┌──
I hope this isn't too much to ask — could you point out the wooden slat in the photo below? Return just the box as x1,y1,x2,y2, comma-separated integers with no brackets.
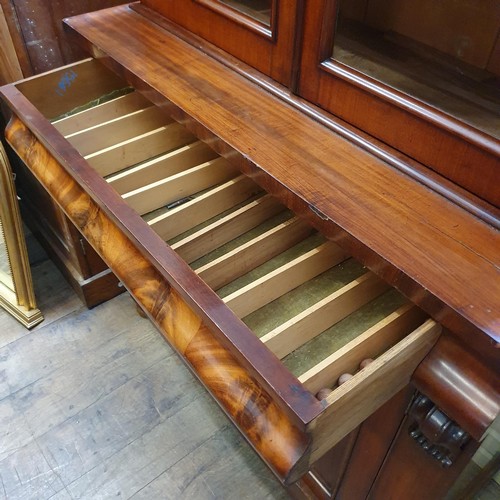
261,273,388,359
172,195,284,263
308,319,441,463
123,157,237,215
223,242,346,318
66,106,173,156
85,123,195,176
62,6,500,351
52,92,151,135
106,141,217,194
148,175,260,241
196,217,313,290
299,304,425,394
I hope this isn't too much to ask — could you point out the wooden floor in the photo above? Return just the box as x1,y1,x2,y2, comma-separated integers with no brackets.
0,260,287,500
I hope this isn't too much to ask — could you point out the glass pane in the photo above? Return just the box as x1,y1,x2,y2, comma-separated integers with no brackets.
0,220,14,291
219,0,272,26
333,0,500,137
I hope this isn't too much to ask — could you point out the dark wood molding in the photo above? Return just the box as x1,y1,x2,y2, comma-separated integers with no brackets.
53,7,500,356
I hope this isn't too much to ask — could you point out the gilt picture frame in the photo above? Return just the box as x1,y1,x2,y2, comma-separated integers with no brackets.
0,143,43,328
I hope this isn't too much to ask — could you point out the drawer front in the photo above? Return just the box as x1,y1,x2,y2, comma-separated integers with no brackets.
2,61,440,482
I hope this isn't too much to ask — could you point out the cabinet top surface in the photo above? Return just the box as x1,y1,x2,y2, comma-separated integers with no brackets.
4,5,500,345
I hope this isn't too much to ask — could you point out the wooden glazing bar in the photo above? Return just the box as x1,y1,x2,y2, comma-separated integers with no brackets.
85,123,195,176
52,92,151,135
171,195,284,262
299,304,425,394
261,272,388,359
223,242,346,318
16,59,128,120
61,6,500,357
148,175,261,241
123,158,237,215
66,106,173,156
308,319,441,463
106,141,217,194
196,217,313,290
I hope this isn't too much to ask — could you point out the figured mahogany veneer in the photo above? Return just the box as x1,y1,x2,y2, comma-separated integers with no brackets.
0,1,499,490
52,6,500,355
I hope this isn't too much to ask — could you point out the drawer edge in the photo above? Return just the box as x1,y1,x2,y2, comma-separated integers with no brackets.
5,115,319,484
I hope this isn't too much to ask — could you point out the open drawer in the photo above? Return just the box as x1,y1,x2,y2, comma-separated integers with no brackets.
1,60,441,482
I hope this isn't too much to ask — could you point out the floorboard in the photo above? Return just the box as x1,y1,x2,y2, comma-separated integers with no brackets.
0,260,287,500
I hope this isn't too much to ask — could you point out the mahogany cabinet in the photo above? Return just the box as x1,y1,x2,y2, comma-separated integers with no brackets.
0,0,129,307
1,0,500,499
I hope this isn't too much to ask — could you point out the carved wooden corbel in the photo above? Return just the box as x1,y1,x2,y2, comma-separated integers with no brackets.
408,394,470,467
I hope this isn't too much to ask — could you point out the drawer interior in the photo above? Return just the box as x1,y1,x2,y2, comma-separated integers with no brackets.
45,72,440,408
8,61,440,463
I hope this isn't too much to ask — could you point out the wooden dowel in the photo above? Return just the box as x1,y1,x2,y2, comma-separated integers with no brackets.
223,242,346,318
52,92,151,135
299,304,425,394
172,195,284,263
261,272,388,359
196,217,313,290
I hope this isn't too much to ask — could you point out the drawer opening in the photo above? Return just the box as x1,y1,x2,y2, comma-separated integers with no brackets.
1,62,446,467
47,83,438,405
16,59,133,121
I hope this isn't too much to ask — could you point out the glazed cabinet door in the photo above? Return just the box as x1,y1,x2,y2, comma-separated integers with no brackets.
132,0,302,85
299,0,500,206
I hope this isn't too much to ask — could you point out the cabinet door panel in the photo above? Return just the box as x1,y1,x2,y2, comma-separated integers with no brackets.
133,0,302,85
299,0,500,206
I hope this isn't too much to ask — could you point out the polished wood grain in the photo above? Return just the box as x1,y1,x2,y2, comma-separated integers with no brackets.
6,117,319,482
414,334,500,441
60,7,500,353
131,0,302,85
299,0,500,207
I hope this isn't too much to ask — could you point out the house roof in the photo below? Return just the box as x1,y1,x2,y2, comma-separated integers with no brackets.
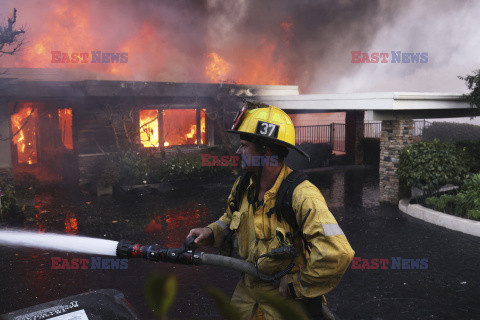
259,92,471,120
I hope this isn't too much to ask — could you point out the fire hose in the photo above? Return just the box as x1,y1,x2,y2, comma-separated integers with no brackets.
117,237,338,320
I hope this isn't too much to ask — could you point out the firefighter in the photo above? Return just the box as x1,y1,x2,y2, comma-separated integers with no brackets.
188,103,354,319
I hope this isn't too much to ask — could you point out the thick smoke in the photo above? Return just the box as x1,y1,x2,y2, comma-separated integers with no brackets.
0,0,480,98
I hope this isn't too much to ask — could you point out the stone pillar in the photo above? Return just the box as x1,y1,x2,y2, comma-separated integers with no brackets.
0,100,13,179
345,111,364,164
379,120,414,205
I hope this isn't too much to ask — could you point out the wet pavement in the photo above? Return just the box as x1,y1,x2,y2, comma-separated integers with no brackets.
0,168,480,320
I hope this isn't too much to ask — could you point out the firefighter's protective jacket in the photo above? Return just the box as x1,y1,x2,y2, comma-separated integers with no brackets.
208,164,354,298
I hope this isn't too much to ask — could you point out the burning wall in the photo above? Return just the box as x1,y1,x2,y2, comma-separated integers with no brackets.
10,102,73,183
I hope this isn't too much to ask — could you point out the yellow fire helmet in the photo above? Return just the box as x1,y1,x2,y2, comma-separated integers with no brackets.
227,101,310,161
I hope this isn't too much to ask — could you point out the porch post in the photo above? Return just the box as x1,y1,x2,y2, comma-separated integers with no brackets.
379,120,414,205
345,111,364,164
0,99,13,180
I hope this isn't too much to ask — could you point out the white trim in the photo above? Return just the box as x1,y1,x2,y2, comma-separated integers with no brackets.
398,199,480,237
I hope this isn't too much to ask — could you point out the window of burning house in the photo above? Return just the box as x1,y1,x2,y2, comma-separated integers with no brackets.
58,108,73,150
139,109,205,148
10,103,38,164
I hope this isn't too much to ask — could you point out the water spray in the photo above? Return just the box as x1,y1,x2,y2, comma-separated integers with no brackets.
0,230,337,320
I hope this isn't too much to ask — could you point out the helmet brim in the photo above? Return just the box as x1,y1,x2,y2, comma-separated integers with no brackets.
226,130,310,162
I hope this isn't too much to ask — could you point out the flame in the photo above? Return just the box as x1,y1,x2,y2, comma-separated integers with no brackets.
10,103,38,164
65,212,78,234
163,109,205,146
58,108,73,150
140,109,205,148
205,52,230,83
140,110,160,148
2,0,292,85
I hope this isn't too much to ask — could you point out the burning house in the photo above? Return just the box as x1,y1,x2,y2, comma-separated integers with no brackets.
0,68,298,184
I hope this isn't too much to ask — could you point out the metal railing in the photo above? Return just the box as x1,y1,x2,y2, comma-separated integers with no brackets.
295,120,431,152
295,123,345,151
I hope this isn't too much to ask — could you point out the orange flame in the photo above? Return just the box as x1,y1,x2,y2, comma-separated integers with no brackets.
10,103,38,164
205,52,230,83
58,108,73,150
65,212,78,234
140,110,160,148
140,109,205,148
2,0,294,85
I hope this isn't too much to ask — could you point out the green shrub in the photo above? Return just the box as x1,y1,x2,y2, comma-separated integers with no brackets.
455,141,480,172
398,140,468,193
422,122,480,142
0,181,19,214
149,153,233,182
425,173,480,220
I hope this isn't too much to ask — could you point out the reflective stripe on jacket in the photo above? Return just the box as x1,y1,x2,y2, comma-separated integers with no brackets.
208,164,354,298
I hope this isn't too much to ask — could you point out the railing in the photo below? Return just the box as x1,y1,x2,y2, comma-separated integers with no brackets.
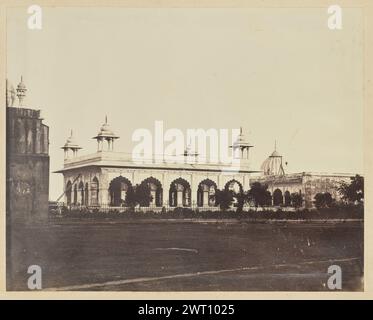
50,202,296,215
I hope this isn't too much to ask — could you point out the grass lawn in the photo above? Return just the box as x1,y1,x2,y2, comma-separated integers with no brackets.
7,220,363,291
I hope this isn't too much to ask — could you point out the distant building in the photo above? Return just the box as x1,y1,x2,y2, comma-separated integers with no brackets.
57,119,252,210
250,146,353,208
6,78,49,222
57,119,352,210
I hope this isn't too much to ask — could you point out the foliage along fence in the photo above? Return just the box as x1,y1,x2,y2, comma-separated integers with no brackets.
51,204,364,219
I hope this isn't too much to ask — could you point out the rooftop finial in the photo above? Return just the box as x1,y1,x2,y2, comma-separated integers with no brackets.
17,76,27,106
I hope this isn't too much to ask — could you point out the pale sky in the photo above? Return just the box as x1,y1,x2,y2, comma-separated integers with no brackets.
7,8,363,200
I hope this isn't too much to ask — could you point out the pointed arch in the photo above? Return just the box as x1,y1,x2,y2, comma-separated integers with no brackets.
284,190,291,207
140,177,163,207
109,176,133,207
74,183,78,205
91,176,100,206
84,182,89,206
65,180,72,206
169,177,191,207
78,181,84,205
197,179,217,207
224,179,243,193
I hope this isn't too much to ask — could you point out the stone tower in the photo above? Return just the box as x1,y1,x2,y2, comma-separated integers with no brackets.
6,78,49,223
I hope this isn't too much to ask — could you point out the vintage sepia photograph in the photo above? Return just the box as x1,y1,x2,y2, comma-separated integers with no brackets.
4,3,365,293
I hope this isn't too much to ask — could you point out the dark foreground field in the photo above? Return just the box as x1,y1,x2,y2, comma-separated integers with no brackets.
7,220,363,291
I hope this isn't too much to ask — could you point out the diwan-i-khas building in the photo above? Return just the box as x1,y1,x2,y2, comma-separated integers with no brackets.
57,120,352,210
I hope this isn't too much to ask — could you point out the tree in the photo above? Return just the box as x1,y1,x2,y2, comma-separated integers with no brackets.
314,192,334,209
215,189,233,210
233,192,248,213
338,174,364,203
247,182,272,207
290,192,303,208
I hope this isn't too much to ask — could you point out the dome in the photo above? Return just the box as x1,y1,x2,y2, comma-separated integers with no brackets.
17,77,26,90
94,117,119,139
231,127,252,148
62,130,81,149
260,144,285,175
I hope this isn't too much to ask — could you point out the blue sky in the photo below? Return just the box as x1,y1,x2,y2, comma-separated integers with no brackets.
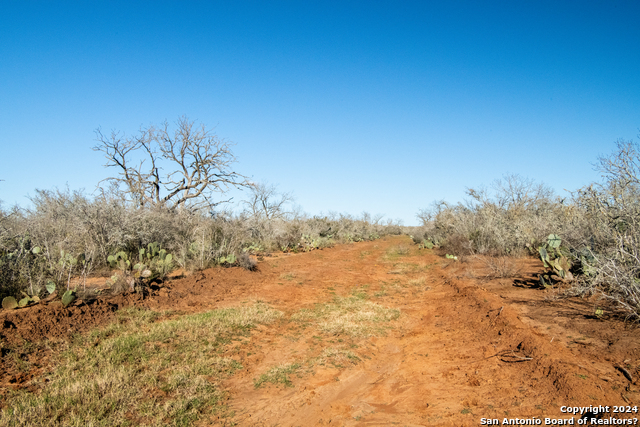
0,0,640,225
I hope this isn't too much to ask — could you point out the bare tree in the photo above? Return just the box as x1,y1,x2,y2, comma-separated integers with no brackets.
93,116,247,210
244,183,294,220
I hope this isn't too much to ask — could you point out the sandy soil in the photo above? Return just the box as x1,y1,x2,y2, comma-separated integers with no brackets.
0,236,640,426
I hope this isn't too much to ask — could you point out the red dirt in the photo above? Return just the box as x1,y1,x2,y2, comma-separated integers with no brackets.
0,237,640,426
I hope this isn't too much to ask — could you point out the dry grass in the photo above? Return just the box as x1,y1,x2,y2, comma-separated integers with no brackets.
0,303,282,426
479,256,521,279
310,347,360,368
253,363,302,388
291,295,400,337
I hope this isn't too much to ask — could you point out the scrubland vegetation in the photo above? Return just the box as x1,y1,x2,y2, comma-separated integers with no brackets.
0,118,640,318
0,118,401,304
413,141,640,319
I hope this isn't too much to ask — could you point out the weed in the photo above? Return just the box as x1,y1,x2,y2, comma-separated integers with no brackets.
253,363,302,388
291,296,400,337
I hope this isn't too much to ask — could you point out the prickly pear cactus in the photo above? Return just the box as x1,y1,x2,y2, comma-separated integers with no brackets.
2,297,18,310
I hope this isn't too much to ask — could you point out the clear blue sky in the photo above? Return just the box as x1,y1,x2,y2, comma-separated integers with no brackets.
0,0,640,225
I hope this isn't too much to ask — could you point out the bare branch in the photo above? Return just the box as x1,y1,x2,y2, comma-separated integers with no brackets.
94,117,247,210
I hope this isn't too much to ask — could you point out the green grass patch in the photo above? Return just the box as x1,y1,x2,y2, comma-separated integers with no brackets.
309,347,361,368
0,303,282,426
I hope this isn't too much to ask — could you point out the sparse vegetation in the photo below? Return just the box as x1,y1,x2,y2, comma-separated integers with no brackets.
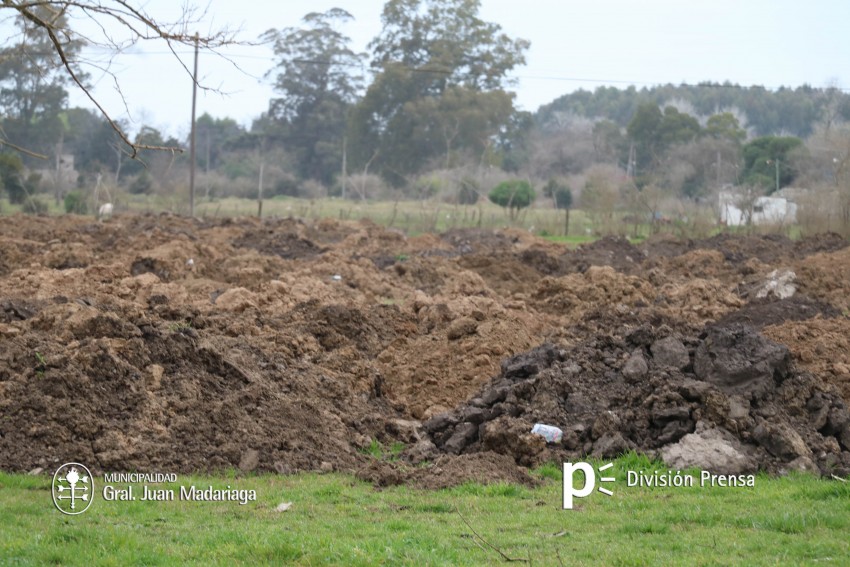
└──
▶ _What the task asks_
Rewrite the stretch of the entries above from the line containing "out the helmet" through the line containing "425,173,480,220" as a numbered list, including both of those lines and leaving out any blank lines.

▶ _Result of the task_
1. I hope this isn't too much to ask — could you point out the helmet brim in the photo above? Return just the box as x1,y1,x2,y2, comma-separated integers with no brackets.
2. 226,130,310,162
3. I hope this isn't too much to ask — could you point out the flame in the photo above? Return just the box as x1,y1,x2,y2, comma-separated integers with no brackets.
4. 10,103,38,164
5. 65,212,78,234
6. 163,109,205,146
7. 58,108,73,150
8. 140,109,205,148
9. 205,52,230,83
10. 140,110,160,148
11. 2,0,292,85
12. I hope this isn't too much to ask — could you point out the burning house in the photo above? Return just the box as x1,y1,x2,y2, comma-separated integers with no brackets.
13. 0,68,298,184
14. I hope this isn't too much to ask — could you point out the metal railing in the photo above? Return just the box as x1,y1,x2,y2, comma-separated integers with no brackets.
15. 295,120,431,152
16. 295,123,345,151
17. I hope this isn't too much to ask — could you point out the orange flame in the photo above? Return just the box as x1,y1,x2,y2, comma-separated integers with no brackets.
18. 10,103,38,164
19. 205,52,230,83
20. 58,108,73,150
21. 65,212,78,234
22. 140,110,160,148
23. 140,109,205,148
24. 2,0,294,85
25. I hope this isn't too much to ask — could you point out the green shrub in the photo above? Return just the box as x1,y1,x2,y2, comma-separated integers with no brackets.
26. 455,141,480,172
27. 398,140,468,193
28. 422,122,480,142
29. 0,181,19,214
30. 149,153,233,182
31. 425,173,480,220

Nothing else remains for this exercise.